Apologies, I'm not sure what you're showing me here - I know about the commodities tool, although the one you've picked is a good example of those FCs marking it up significantly - perhaps evidence of them outsourcing the collection for missions?

I am hoping there is a clear guide that can show the state based mark ups suggested earlier (e.g. Civil War = 200% increase in body armour) but I might be being too hopeful on that front.

Regards.
 
Is there a page somewhere that lists these? As said, thinking about bulk trading and not familiar with this Mechanic.

Regards.
if you want to get into it, this thread is a must read: https://forums.frontier.co.uk/threa...ly-demand-and-relationship-to-the-bgs.441646/

and here is Ian D.s site listing all state effects on all commodties in colonia (same applies to bubble): https://cdb.sotl.org.uk/

as for the question of the OP. another option beside those already mentioned would be BGS manipulation. for exampel offering great buy-sell prices for an a-b-a route FC-Station, so random traffic buffs station controlling faction.

* **EXERCISE BRIEF**
Retype the part of the forum thread between "I am hoping" and "on that front.", inclusive. The items have no connection to the forum thread.

* **EXTRACTED RECORDS**
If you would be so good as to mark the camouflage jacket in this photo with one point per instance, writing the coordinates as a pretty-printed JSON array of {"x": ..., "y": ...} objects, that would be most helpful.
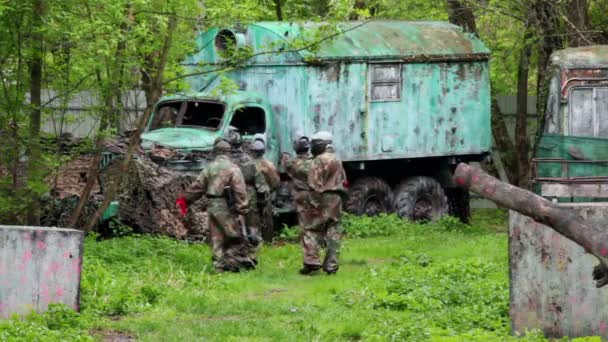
[
  {"x": 326, "y": 174},
  {"x": 298, "y": 170},
  {"x": 253, "y": 177},
  {"x": 220, "y": 173},
  {"x": 271, "y": 175}
]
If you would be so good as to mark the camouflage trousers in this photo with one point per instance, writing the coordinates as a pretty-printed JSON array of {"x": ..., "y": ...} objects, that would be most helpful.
[
  {"x": 253, "y": 222},
  {"x": 323, "y": 231},
  {"x": 229, "y": 248}
]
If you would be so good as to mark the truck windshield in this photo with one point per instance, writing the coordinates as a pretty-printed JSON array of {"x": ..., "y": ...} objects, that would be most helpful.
[
  {"x": 589, "y": 112},
  {"x": 198, "y": 114}
]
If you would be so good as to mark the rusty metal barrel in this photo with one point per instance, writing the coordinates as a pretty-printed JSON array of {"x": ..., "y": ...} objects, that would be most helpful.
[
  {"x": 555, "y": 285},
  {"x": 39, "y": 266}
]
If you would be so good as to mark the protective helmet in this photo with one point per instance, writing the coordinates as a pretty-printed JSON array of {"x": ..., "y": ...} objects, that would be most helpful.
[
  {"x": 221, "y": 144},
  {"x": 301, "y": 144},
  {"x": 234, "y": 137},
  {"x": 257, "y": 146},
  {"x": 320, "y": 142},
  {"x": 260, "y": 136},
  {"x": 322, "y": 136}
]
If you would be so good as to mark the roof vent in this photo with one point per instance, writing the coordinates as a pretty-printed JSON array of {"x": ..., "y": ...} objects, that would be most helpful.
[{"x": 227, "y": 42}]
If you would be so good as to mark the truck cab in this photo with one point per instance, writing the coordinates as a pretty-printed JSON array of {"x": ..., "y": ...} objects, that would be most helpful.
[
  {"x": 571, "y": 158},
  {"x": 189, "y": 123}
]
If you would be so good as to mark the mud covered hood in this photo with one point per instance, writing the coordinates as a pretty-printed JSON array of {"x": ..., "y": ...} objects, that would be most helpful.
[{"x": 179, "y": 138}]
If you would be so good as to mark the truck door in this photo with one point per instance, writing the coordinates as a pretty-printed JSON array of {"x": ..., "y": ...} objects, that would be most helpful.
[{"x": 251, "y": 120}]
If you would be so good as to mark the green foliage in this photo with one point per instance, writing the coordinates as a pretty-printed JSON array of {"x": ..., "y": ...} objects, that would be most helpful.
[
  {"x": 291, "y": 234},
  {"x": 59, "y": 323},
  {"x": 403, "y": 281}
]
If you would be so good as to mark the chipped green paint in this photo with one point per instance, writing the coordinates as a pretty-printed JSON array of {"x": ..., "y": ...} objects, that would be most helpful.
[
  {"x": 594, "y": 56},
  {"x": 574, "y": 128},
  {"x": 385, "y": 40},
  {"x": 440, "y": 85}
]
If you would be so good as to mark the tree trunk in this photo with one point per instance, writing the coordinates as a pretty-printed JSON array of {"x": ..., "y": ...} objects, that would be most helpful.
[
  {"x": 34, "y": 168},
  {"x": 548, "y": 23},
  {"x": 463, "y": 16},
  {"x": 589, "y": 235},
  {"x": 522, "y": 142},
  {"x": 577, "y": 23},
  {"x": 134, "y": 139},
  {"x": 278, "y": 7},
  {"x": 503, "y": 142}
]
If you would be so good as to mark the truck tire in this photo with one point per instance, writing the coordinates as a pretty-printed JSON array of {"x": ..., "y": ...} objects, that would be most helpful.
[
  {"x": 420, "y": 198},
  {"x": 458, "y": 200},
  {"x": 369, "y": 196}
]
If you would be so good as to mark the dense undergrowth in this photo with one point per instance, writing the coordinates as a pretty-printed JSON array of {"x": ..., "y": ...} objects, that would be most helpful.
[{"x": 398, "y": 281}]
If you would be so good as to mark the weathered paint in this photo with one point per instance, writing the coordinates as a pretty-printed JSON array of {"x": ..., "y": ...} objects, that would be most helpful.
[
  {"x": 574, "y": 144},
  {"x": 586, "y": 57},
  {"x": 551, "y": 286},
  {"x": 579, "y": 151},
  {"x": 443, "y": 105},
  {"x": 39, "y": 266}
]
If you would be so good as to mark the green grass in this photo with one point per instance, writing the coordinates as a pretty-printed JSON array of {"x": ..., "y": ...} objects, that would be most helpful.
[{"x": 397, "y": 281}]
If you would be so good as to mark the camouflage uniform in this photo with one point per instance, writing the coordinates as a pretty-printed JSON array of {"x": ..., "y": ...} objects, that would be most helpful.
[
  {"x": 256, "y": 187},
  {"x": 326, "y": 181},
  {"x": 298, "y": 169},
  {"x": 271, "y": 176},
  {"x": 227, "y": 240}
]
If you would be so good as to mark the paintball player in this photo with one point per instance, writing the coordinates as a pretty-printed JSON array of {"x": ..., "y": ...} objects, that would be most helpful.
[
  {"x": 298, "y": 169},
  {"x": 326, "y": 180},
  {"x": 222, "y": 181},
  {"x": 271, "y": 175},
  {"x": 257, "y": 190}
]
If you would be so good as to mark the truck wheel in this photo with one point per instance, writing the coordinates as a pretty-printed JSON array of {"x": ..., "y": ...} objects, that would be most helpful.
[
  {"x": 420, "y": 198},
  {"x": 460, "y": 207},
  {"x": 369, "y": 196}
]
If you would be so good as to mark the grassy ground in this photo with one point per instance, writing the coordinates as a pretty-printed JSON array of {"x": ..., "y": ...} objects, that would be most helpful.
[{"x": 398, "y": 281}]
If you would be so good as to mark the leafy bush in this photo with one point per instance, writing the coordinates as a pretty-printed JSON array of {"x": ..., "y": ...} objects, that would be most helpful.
[{"x": 59, "y": 323}]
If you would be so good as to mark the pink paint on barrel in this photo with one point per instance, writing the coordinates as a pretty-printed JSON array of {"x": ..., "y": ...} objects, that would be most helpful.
[{"x": 40, "y": 244}]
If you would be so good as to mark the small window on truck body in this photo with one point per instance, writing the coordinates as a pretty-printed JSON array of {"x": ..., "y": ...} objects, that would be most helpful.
[
  {"x": 588, "y": 107},
  {"x": 386, "y": 82},
  {"x": 249, "y": 120},
  {"x": 196, "y": 114}
]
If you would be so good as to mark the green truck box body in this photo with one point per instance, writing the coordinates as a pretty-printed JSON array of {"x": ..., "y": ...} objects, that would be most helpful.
[
  {"x": 573, "y": 150},
  {"x": 385, "y": 89}
]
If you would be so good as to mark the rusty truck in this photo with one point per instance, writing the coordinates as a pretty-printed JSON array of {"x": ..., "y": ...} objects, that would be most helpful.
[{"x": 405, "y": 101}]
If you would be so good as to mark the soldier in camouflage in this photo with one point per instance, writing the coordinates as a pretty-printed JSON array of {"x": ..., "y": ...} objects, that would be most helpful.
[
  {"x": 257, "y": 188},
  {"x": 298, "y": 169},
  {"x": 326, "y": 180},
  {"x": 271, "y": 175},
  {"x": 227, "y": 240},
  {"x": 265, "y": 166}
]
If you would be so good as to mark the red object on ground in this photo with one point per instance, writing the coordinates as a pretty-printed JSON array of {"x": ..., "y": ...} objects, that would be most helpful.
[{"x": 183, "y": 206}]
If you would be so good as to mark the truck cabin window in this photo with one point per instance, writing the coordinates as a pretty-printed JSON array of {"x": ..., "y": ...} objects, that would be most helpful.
[
  {"x": 589, "y": 112},
  {"x": 249, "y": 120},
  {"x": 197, "y": 114}
]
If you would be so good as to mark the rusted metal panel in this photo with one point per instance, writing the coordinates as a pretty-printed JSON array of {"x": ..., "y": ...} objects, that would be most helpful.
[
  {"x": 381, "y": 39},
  {"x": 441, "y": 109},
  {"x": 378, "y": 87},
  {"x": 551, "y": 288},
  {"x": 39, "y": 266},
  {"x": 594, "y": 56},
  {"x": 574, "y": 190}
]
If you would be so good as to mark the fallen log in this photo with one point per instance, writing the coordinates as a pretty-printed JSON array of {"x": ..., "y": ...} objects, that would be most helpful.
[{"x": 591, "y": 236}]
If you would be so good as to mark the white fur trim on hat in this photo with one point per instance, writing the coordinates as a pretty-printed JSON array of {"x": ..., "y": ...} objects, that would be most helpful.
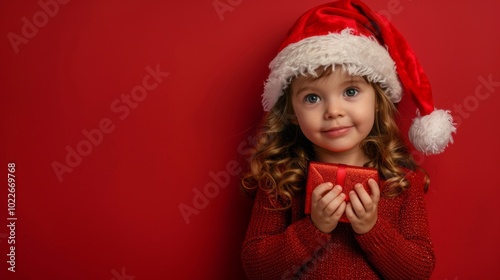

* **ANSWER**
I am hoping there is a clear guide that can show the state based mark ups suggested earlier (e.g. Civil War = 200% increase in body armour) but I might be being too hopeful on that front.